Tarea 1: Edita el fragmento de la diatriba contra los torneos de lazo que empieza en "No sé cómo esta" y sigue hasta "en el oriente.", y pon "faldas" en lugar de "estribaciones".
Tarea 2: Continúa la diatriba contra los torneos de lazo desde donde termina.

Texto proporcionado:
________________________

DIATRIBA CONTRA LOS "TORNEOS DE LAZO": ¿CUÁNDO SE JODIÓ LA CORRIDA DE TOROS EN LOS PUEBLOS DEL YUCATÁN PROFUNDO?


Antes de comenzar mi filípica antilazaria, expongo mis cartas credenciales: señalo que soy un amante de la fiesta brava, que no me pierdo ninguna ocasión para presenciar el rito taurino, y que veo con buenos ojos –desde que tengo uso de razón-, que en los pueblos perdidos de Yucatán se den “corridas de toros” sui generis. Subrayo la frase corrida de toros, porque recientemente, esa fiesta brava de los pueblos (que varios estudiosos le han señalado sus continuidades prehispánicas en símbolos mayas, como el árbol de yaxché que se acostumbraba plantar en medio del ruedo de “tablados”) ha sido tergiversada, modificada, y corre el peligro de desaparecer frente a los “torneos de lazo”, esa absurdidad venida de Tizimín, y en donde el rito taurino se difumina sin más ni más y los toreros de pueblo bajan a una condición de marionetas, y en donde los toros dejan de inspirar terror para inspirar tristeza. ¿Cuándo comenzaron los torneos de lazo a gangrenar la fiesta brava de los pueblos? 

En la conceptualización establecida por Hobsbawm, esta tradición inventada por empresarios tizimileños no pasa ni una década, faltaría un tesista en antropología social o en historia para comprobar esta aserción, revisando los periódicos de la década de 1990 y la primera década del siglo XXI, para fichar el comienzo de esa estolidez llamada “torneo de lazo”. Pero si la fuerza de los “torneos de lazo” es, para qué negarlo, creciente entre buena parte del público que asiste a las fiestas de pueblo, esto indica un malestar entre la cultura de ese estrato de la población yucateca que asiste a observar esas estolideces degradantes. Sólo indica su enfermedad, sólo indica su salvajismo sin más ni más. Y aquí comienzan mis diatribas contra el público que asiste a los “torneos de lazo”.

No sé cómo esta canalla de cacasenos y cacasenas, de retrasados mentales, de infinitamente indigestos y vacunamente asquerosos que se disfrazan –sí, se disfrazan a lo western- para ir a la corrida más mísera de pueblo, les pueda llegar a gustar esas mierdas llamadas "torneos de lazo". Y aquí tengo que decir, que estos “torneos de lazo”, son muy gustados, no en pueblos completamente indígenas de Yucatán, sino en pueblos grandes, mestizos, como los pueblos grandes asentados en las estribaciones de la sierrita Puuc –de Ticul a Peto-, en Sotuta, en pueblos grandes alrededor de Mérida, y en el oriente.

________________________

Sección de datos:

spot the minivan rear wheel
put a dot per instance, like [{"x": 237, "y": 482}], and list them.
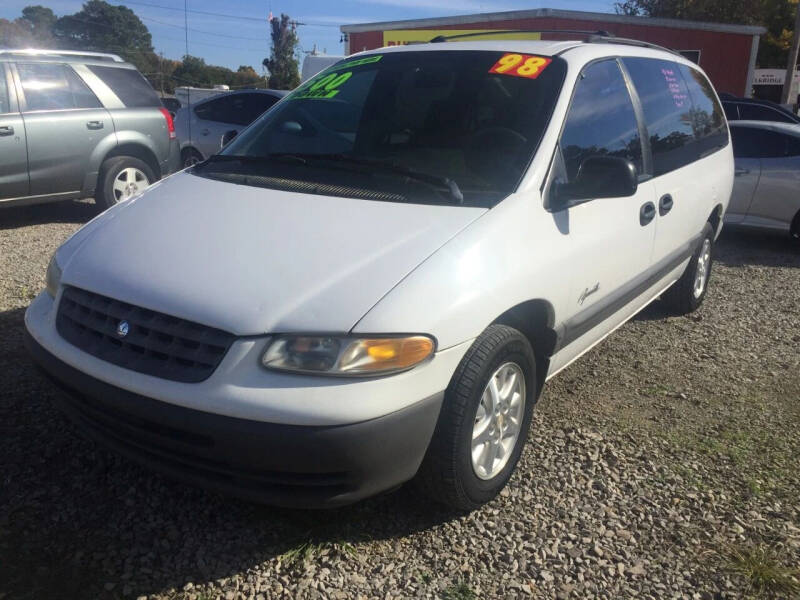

________________________

Resultado esperado 1:
No sé cómo esta canalla de cacasenos y cacasenas, de retrasados mentales, de infinitamente indigestos y vacunamente asquerosos que se disfrazan –sí, se disfrazan a lo western- para ir a la corrida más mísera de pueblo, les pueda llegar a gustar esas mierdas llamadas "torneos de lazo". Y aquí tengo que decir, que estos “torneos de lazo”, son muy gustados, no en pueblos completamente indígenas de Yucatán, sino en pueblos grandes, mestizos, como los pueblos grandes asentados en las faldas de la sierrita Puuc –de Ticul a Peto-, en Sotuta, en pueblos grandes alrededor de Mérida, y en el oriente.

Resultado esperado 2:
Y yo no le veo, como diría el vulgo, “el chiste” a esos torneos de lazo. Y es que esos espectáculos son infinitamente pueriles, amorales, que denigran la fiesta brava (no me refiero a la "corrida de toros" de los pueblos, sino a los torneos de lazo exclusivamente), dan asco y me revuelven el estómago ver las caras gordas, seborreicas de los vaqueritos, el olor a fritangas podridas que se vende entre estiércol de caballos y orines de borrachos para aderezar la expectativa de ver las repeticiones mecánicas de lazar un toro apenado de su condición, los caballitos enanos (el caballo yucateco, o caballo pueblerino yucateco, da pena ajena por su enanismo de más de 500 años mal comiendo maíz y rastrojos de ramón) brincando como perros desagradecidos, el grito de ese "público conocedor" que está ahí y asiste a los "torneos de lazo" solamente porque quiere ver tripas al aire de alguna de estas jacas tristes. Además, esas mierdas de los torneos de lazo son extremadamente, patéticamente aburridos. Sucede así:

1000 o 10,000 caballos enanos con vaqueritos seborreicos aguardan detrás de una reja de maderas del coso de bajareques, a que saquen a un toro para poder lazarlo. El toro sale al ruedo de bajareques y polvo, y en la punta de enfrente está un torero gordo, con el traje de luces completamente apagado y raído, que deja ver hasta su trusa también apagada y raída, y las zapatillas de este torero están embadurnadas de mugre de fiesta, de lodo y caca de fiesta (no descarto que hasta manchada con caca humana). El torero hace venir al toro donde se encuentra, y cuando ven que el toro está de la otra punta, entonces abren la reja y salen desbocados los rocines enanos con sus vaqueros seborreicos. Pero antes, se me olvidó decir cómo son los toros de estos torneos de lazo.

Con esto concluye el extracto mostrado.